Rewrite all of the data below, replacing "a pin for each instance" with "one point per instance" everywhere and leaving every other part unchanged. Omit the pictures from your answer.

>> Start Exercise materials

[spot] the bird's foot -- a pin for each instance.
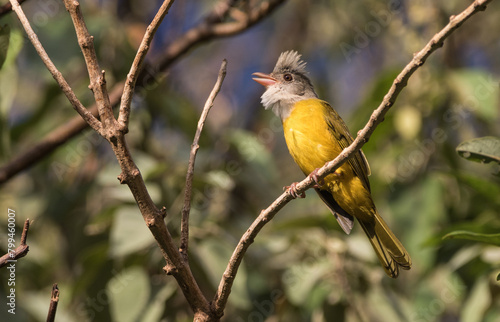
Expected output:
(292, 190)
(314, 175)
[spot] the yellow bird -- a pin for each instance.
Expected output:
(315, 134)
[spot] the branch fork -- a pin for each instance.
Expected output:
(114, 131)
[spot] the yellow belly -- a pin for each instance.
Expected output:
(312, 143)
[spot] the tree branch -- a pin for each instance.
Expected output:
(54, 300)
(77, 105)
(376, 118)
(96, 75)
(133, 74)
(192, 157)
(173, 52)
(20, 250)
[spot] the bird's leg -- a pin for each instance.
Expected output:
(321, 182)
(314, 175)
(292, 190)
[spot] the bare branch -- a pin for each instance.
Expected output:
(96, 75)
(54, 300)
(376, 118)
(51, 141)
(20, 250)
(133, 74)
(77, 105)
(176, 50)
(192, 157)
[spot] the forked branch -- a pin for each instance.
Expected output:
(192, 157)
(376, 118)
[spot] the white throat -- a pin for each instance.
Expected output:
(280, 101)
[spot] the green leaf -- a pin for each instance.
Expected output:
(485, 149)
(129, 232)
(493, 239)
(475, 91)
(4, 43)
(128, 293)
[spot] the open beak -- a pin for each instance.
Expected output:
(264, 79)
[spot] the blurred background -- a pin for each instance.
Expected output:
(88, 236)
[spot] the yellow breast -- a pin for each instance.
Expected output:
(308, 136)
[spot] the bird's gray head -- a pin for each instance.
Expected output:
(286, 85)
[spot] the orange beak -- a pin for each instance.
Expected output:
(264, 79)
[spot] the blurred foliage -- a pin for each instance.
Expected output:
(485, 149)
(88, 236)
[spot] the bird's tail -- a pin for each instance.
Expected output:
(390, 251)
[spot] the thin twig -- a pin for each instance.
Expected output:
(192, 157)
(77, 105)
(19, 251)
(54, 300)
(133, 74)
(192, 38)
(96, 75)
(376, 118)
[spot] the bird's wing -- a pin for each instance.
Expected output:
(345, 220)
(343, 137)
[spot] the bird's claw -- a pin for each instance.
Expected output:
(292, 190)
(319, 182)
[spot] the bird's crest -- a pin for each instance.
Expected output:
(290, 60)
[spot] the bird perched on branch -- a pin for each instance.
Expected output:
(315, 134)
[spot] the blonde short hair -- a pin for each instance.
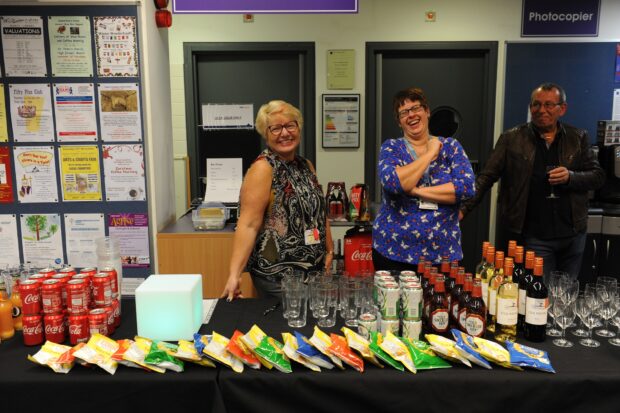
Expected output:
(275, 107)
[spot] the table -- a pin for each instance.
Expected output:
(586, 379)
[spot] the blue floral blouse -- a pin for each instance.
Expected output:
(403, 232)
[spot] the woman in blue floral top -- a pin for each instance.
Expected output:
(424, 179)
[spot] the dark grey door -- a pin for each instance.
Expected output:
(460, 76)
(231, 73)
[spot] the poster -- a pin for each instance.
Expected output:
(123, 168)
(80, 174)
(115, 40)
(42, 239)
(132, 231)
(70, 47)
(31, 112)
(6, 177)
(74, 107)
(35, 174)
(9, 244)
(23, 46)
(81, 231)
(119, 112)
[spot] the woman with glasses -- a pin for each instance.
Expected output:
(282, 224)
(424, 178)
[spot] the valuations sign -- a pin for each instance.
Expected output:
(560, 18)
(264, 6)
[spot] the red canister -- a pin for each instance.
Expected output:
(32, 329)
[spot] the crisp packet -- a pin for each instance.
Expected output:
(446, 348)
(271, 350)
(321, 341)
(341, 349)
(423, 356)
(238, 349)
(311, 353)
(99, 350)
(494, 352)
(467, 348)
(375, 347)
(48, 356)
(359, 343)
(398, 350)
(216, 349)
(525, 356)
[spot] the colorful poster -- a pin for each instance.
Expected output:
(31, 112)
(6, 177)
(23, 46)
(132, 231)
(9, 244)
(80, 173)
(42, 239)
(70, 47)
(123, 168)
(35, 174)
(74, 107)
(119, 112)
(115, 40)
(81, 231)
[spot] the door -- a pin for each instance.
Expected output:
(459, 80)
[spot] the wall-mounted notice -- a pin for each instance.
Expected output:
(70, 47)
(132, 231)
(23, 46)
(115, 39)
(31, 112)
(123, 168)
(35, 173)
(80, 173)
(9, 244)
(74, 107)
(119, 112)
(42, 239)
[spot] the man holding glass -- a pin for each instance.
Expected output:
(546, 169)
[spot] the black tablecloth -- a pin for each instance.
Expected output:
(585, 379)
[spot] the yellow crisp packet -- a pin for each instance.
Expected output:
(398, 351)
(322, 342)
(495, 353)
(99, 350)
(446, 348)
(361, 345)
(290, 349)
(216, 349)
(252, 339)
(48, 356)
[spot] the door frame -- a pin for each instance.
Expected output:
(193, 50)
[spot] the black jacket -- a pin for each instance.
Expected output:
(512, 160)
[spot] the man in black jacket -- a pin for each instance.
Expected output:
(546, 170)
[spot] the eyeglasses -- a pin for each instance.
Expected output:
(277, 129)
(414, 109)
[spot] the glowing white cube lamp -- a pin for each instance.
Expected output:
(169, 306)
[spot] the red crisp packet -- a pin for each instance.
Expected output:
(341, 349)
(237, 349)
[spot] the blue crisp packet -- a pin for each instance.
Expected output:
(524, 356)
(467, 348)
(311, 353)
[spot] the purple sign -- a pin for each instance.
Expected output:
(264, 6)
(560, 18)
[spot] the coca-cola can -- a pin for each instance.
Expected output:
(102, 290)
(32, 329)
(30, 293)
(54, 328)
(98, 322)
(79, 329)
(51, 297)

>> End Exercise materials

● **Exercise answer**
[spot] the bird's foot -- one point per instance.
Expected output:
(292, 190)
(314, 175)
[spot] the yellow bird -- one point per instance.
Expected output:
(315, 134)
[spot] the branch fork -- one point per instance.
Expected output:
(114, 131)
[spot] the yellow belly -- one point per instance.
Expected output:
(312, 143)
[spot] the tree branch -- one point per instance.
Expected output:
(54, 300)
(77, 105)
(376, 118)
(96, 75)
(133, 74)
(192, 157)
(173, 52)
(20, 250)
[spot] the bird's leg -- one point per instance.
Expected output:
(321, 182)
(314, 175)
(292, 190)
[spot] the bare branch -- one point per instance.
Expected output:
(96, 75)
(54, 300)
(376, 118)
(51, 141)
(20, 250)
(133, 74)
(77, 105)
(176, 50)
(192, 157)
[spot] the forked branch -- one point per instance.
Expected output:
(192, 157)
(376, 118)
[spot] the white throat -- one point per instance.
Expected output:
(280, 101)
[spot] the green leaf -- one point per instance.
Expected output:
(485, 149)
(129, 232)
(493, 239)
(475, 91)
(4, 43)
(128, 293)
[spot] the open beak -- one point per instance.
Expected output:
(264, 79)
[spot] the blurred background -- one point per instance.
Expected output:
(88, 236)
[spot] the yellow breast -- one point per instance.
Expected output:
(308, 136)
[spot] the bird's gray head -- one point per instance.
Expected output:
(286, 85)
[spot] the orange beak -- one point per instance.
Expected output:
(264, 79)
[spot] the blurred foliage -- one point per instance.
Expected output:
(485, 149)
(88, 236)
[spot] the bird's tail -- one point per instance.
Expected output:
(390, 251)
[spot] the thin twig -- one point per instance.
Expected output:
(192, 157)
(77, 105)
(19, 251)
(54, 300)
(133, 74)
(192, 38)
(96, 75)
(376, 118)
[spot] the bird's wing -- one point per instance.
Expected output:
(345, 220)
(343, 137)
[spot] the bird's claw -- one point per instance.
Expected output:
(292, 190)
(319, 182)
[spot] the bird's crest -- one point per instance.
Expected output:
(290, 60)
[spot] the bird perched on branch -- one point per instance.
Expected output:
(315, 134)
[spot] the blonde short hair -- one point per instance.
Expected output:
(275, 107)
[spot] the table -- one point per instance.
Expected output:
(586, 379)
[spot] the blue floral blouse -- one point per instance.
Expected output:
(403, 232)
[spot] the woman in blue floral top -- one point per instance.
Expected output:
(424, 179)
[spot] the dark grey door -- one point per instance.
Expected output:
(460, 76)
(231, 73)
[spot] the poster -- one point per instance.
Expected output:
(123, 168)
(80, 174)
(115, 40)
(42, 239)
(132, 231)
(70, 47)
(31, 112)
(6, 177)
(74, 107)
(35, 174)
(9, 244)
(23, 46)
(81, 231)
(119, 112)
[spot] the woman with glasses -- one point per instance.
Expected output:
(282, 224)
(424, 178)
[spot] the valuations sign -- one point per instance.
Expected output:
(560, 18)
(264, 6)
[spot] the red canister -- one point per instance.
Expected output:
(32, 329)
[spot] the crisp packet -- one point per instance.
Expected output:
(446, 348)
(271, 350)
(321, 341)
(341, 349)
(423, 356)
(238, 349)
(311, 353)
(99, 350)
(494, 352)
(467, 348)
(375, 347)
(48, 356)
(359, 343)
(398, 350)
(216, 349)
(525, 356)
[spot] the colorful poster -- one point per instance.
Expected output:
(31, 112)
(6, 177)
(23, 46)
(132, 231)
(9, 244)
(80, 173)
(42, 239)
(70, 47)
(123, 168)
(35, 174)
(74, 107)
(119, 112)
(115, 40)
(81, 231)
[spot] the door -- one point per instance.
Expected output:
(459, 80)
[spot] the wall-mounted notice -- one point per instance.
Expected output:
(70, 47)
(132, 231)
(23, 46)
(115, 39)
(31, 112)
(123, 168)
(35, 173)
(80, 173)
(9, 244)
(74, 107)
(119, 112)
(42, 239)
[spot] the man holding glass -- one point per instance.
Expected output:
(546, 169)
[spot] the black tablecloth -- one point per instance.
Expected output:
(585, 379)
[spot] the yellow crisp packet -- one point per instance.
Expected output:
(398, 351)
(322, 342)
(495, 353)
(99, 350)
(446, 348)
(361, 345)
(290, 349)
(216, 349)
(252, 339)
(48, 356)
[spot] the door frame -- one point per instance.
Expected output:
(193, 50)
[spot] the black jacket -- one point per instance.
Expected output:
(512, 160)
[spot] the man in black jacket -- one point per instance.
Expected output:
(546, 170)
[spot] the eyeglasses -- one point per instance.
Expected output:
(277, 129)
(414, 109)
[spot] the glowing white cube lamp -- one point per instance.
Expected output:
(169, 306)
[spot] the red crisp packet -- one point per instance.
Expected output:
(341, 349)
(237, 349)
[spot] the blue crisp packet -- one point per instance.
Expected output:
(524, 356)
(467, 348)
(311, 353)
[spot] the purple sign -- one point per instance.
Expected output:
(264, 6)
(560, 18)
[spot] the coca-cola can -- one point per instance.
Expected output:
(102, 290)
(32, 329)
(30, 293)
(54, 328)
(98, 322)
(79, 329)
(51, 297)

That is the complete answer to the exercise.